-------- Passage shown --------

Clothrabbit · 21/09/2018 10:51

Just following on from another thread I started, what things have childless women on here had said to or in front of them, or read celebs spouting in public, that really hurt or upset them.

For me:

You don't know what real responsibility is until you have a child.
Having a child makes you less selfish.

OP posts:
chicken2015 · 24/09/2018 14:55

I dont think anyone has been aggressive, i think empathy and compassion go a long long way and unfortunately some people in the world are lacking

user1494667160 · 24/09/2018 14:56

It might not be about gaining people’s views (in your opinion) but people have given them. Not just me who has children but also others who do not have children.
Some people have said they do not care what people have said to them when childless (including me). Others are very angry about comments that people make.
It just depends on the type of person you are.

user1494667160 · 24/09/2018 14:58

Maggie don’t know what your getting at. If you are trying to suggest that me and here here are same person then take it up with mumsnet because you are wrong.

Peanutss · 24/09/2018 15:01

user1494667160 99% of people on this thread have told you that you're the one being rude. Far far more people have agreed that you are the problem. The only people who haven't are a couple of posters who were equally as offensive and got called on it too.

--------

• [Requirement A] Reproduce everything from "Maggie don’t know" down to "called on it too." in the forum thread, word for word.
• [Requirement B] Write the next part of the forum thread about hurtful remarks made to childless women, starting after its final post.

-------- Supplied material --------

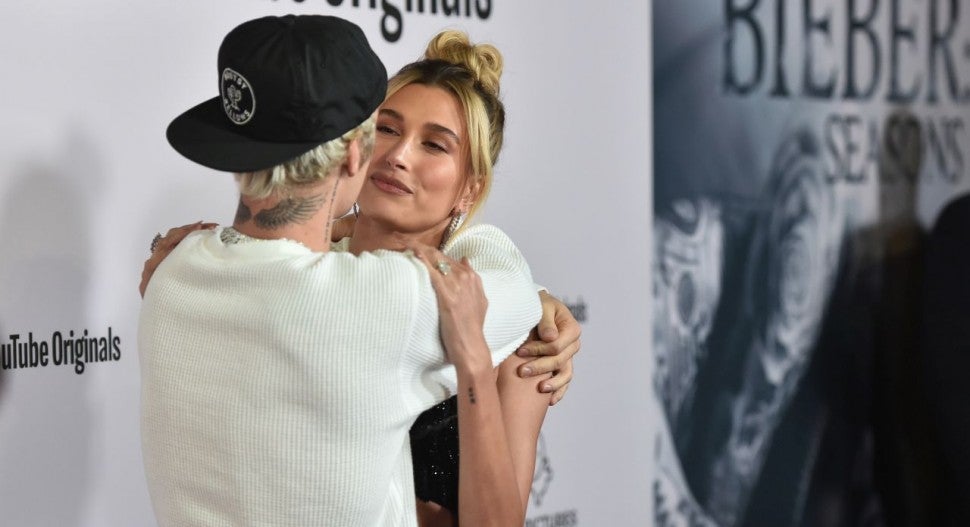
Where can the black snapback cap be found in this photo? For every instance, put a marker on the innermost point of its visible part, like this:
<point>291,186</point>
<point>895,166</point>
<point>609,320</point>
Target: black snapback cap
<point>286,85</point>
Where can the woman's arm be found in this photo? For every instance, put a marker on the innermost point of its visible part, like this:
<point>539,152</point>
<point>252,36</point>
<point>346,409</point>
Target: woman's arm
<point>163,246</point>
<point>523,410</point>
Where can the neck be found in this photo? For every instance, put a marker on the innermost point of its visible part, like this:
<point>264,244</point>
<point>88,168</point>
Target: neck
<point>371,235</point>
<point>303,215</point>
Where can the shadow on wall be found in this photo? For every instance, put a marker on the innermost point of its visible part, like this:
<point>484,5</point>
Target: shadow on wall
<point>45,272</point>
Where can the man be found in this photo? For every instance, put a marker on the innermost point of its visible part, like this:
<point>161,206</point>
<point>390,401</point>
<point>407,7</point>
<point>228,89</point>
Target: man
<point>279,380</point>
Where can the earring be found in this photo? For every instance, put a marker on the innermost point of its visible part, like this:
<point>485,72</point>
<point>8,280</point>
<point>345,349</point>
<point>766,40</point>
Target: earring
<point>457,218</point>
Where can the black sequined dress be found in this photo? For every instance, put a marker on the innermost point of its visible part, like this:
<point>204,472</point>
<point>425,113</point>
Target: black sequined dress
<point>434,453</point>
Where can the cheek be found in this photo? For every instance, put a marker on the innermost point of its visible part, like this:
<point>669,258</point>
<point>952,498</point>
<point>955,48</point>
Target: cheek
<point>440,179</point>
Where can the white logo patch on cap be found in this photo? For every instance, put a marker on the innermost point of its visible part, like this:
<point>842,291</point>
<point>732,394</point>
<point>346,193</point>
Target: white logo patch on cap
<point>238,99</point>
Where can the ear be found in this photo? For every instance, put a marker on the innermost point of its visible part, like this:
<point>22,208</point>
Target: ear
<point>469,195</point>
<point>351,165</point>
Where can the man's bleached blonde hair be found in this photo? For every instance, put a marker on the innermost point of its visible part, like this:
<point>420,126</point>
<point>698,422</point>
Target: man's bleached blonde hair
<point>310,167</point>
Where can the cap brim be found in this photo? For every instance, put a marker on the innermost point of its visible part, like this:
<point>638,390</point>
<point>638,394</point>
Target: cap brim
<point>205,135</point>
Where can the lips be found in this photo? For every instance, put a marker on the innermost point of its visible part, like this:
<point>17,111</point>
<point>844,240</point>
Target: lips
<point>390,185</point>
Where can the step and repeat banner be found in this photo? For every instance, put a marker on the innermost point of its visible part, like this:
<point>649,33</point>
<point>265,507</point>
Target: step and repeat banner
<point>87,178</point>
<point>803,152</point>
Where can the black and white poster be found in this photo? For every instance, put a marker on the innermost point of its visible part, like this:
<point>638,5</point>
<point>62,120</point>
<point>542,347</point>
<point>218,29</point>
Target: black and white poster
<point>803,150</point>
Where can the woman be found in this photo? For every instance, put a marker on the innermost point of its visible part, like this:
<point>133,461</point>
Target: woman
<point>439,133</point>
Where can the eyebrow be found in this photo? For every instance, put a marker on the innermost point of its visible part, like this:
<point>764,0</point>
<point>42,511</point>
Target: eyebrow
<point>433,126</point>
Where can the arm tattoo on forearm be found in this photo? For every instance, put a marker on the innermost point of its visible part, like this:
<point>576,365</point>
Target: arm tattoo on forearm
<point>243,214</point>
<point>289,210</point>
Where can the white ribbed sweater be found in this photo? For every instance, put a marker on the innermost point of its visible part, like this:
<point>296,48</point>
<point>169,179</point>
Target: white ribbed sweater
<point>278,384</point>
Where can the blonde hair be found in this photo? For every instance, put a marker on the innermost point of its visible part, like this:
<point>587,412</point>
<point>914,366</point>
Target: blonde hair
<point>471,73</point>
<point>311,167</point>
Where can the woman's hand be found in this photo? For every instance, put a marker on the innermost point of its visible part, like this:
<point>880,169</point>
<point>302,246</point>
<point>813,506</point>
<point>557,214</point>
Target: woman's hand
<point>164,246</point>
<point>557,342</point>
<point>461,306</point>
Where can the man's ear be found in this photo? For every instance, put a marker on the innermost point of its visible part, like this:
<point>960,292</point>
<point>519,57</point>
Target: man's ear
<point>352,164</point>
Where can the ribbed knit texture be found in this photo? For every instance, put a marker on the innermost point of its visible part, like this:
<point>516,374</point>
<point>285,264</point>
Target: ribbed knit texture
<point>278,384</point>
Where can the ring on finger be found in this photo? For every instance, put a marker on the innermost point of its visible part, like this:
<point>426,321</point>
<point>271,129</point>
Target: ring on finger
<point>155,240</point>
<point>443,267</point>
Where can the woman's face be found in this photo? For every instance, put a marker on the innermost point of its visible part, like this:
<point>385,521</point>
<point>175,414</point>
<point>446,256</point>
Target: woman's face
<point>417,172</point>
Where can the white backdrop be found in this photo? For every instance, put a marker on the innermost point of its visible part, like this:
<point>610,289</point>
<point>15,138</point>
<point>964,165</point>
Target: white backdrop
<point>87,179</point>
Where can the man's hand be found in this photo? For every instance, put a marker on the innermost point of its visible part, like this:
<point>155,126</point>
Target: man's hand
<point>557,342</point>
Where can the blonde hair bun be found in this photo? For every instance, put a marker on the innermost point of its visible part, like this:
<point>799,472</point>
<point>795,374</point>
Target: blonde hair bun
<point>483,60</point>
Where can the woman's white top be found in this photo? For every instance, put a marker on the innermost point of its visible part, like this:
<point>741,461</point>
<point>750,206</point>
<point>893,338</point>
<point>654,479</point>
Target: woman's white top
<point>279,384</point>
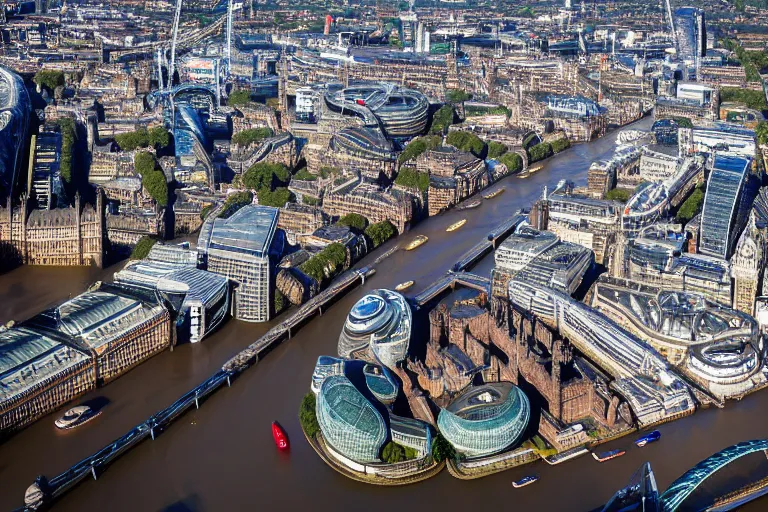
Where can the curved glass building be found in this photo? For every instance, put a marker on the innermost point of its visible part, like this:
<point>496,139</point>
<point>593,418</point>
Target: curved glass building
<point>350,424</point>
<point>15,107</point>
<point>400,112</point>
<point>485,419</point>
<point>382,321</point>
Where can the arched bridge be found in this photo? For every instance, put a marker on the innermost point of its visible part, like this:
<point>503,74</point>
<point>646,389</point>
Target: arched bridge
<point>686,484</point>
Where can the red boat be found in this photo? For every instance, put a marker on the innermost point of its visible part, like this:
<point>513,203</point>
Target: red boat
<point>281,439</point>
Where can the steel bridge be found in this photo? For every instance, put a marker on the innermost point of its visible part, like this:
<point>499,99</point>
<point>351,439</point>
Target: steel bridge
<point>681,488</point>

--------

• [Written reply A]
Maggie don’t know what your getting at. If you are trying to suggest that me and here here are same person then take it up with mumsnet because you are wrong.

Peanutss · 24/09/2018 15:01

user1494667160 99% of people on this thread have told you that you're the one being rude. Far far more people have agreed that you are the problem. The only people who haven't are a couple of posters who were equally as offensive and got called on it too.

• [Written reply B]
This post wasn't about your experiences as a parent. As people have tried to say over and over, it was about childless women sharing comments that they found hurtful. Without meaning to sound rude and with due respect is there even any need for you to be here? are you a childless woman who has some examples of comments you've found hurtful like the OP asked?

Read the examples above regarding what you would and wouldn't say to someone with a disability and apply it to this situation. Of course it's rude.

I'm not even trying to be argumentative anymore but seriously why are you here? In the nicest possible way just let us have our conversation and space to discuss a situation we're going through which you don't understand.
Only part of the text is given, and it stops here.